PAGE TEXT –

▬▬▬▬▬▬

Here are the fraction of optimal bounds, conditional on optimal criteria. But I allow for cases where there are still violations in the audit grid, since these violations are few and small in magnitude. So for sample sizes <= 150,000, the fraction of optimal bounds is estimated using 170+ resamples (the ones excluded did not have optimal criteria). For sample sizes > 150,000, the fraction of optimal bounds is estimated using 120--150 resapmles. Note that the x-axis is not scaled linearly, since I was trying various magnitudes of criterion.tol. For sample sizes <= 150,000, over 90% of the bounds are optimal when criterion.tol = 0.02 or above. For larger samples, there doesn't seem to be much improvement in stability for higher levels of criterion.tol.

a-torgovitsky commented 2 years ago

Are you saying that even for the final graph you can't get N = 200,000 to go up to 100% by choosing criterion.tol to be sufficiently large? What if you take criterion.tol = +Inf for example?

jkcshea commented 2 years ago

I'm sorry, I've really not done a good job pushing criterion.tol to large values. Let me run really push criterion.tol up and see what happens.

A quick check suggest that criterion.tol = 5 can still lead to suboptimal bounds. Also, these bounds are very uninformative, i.e., approx. [-1, 1] when the outcome is binary.

Setting criterion.tol = 10 results in optimal bounds. But again, the bounds are uninformative.

▬▬▬▬▬▬

Collected data entries:
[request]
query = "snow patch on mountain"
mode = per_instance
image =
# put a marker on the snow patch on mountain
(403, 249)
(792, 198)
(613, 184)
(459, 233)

▬▬▬▬▬▬

SET PROBLEM 1 –
In the forum thread, what result does setting criterion.tol = 10 produce?
SET PROBLEM 2 –
Copy word for word the section of the forum thread between "Are you saying" and "criterion.tol = +Inf for example?", inclusive.

EXERCISE SOLUTION 1 –
It produces optimal bounds, but the bounds are uninformative.

EXERCISE SOLUTION 2 –
Are you saying that even for the final graph you can't get N = 200,000 to go up to 100% by choosing criterion.tol to be sufficiently large? What if you take criterion.tol = +Inf for example?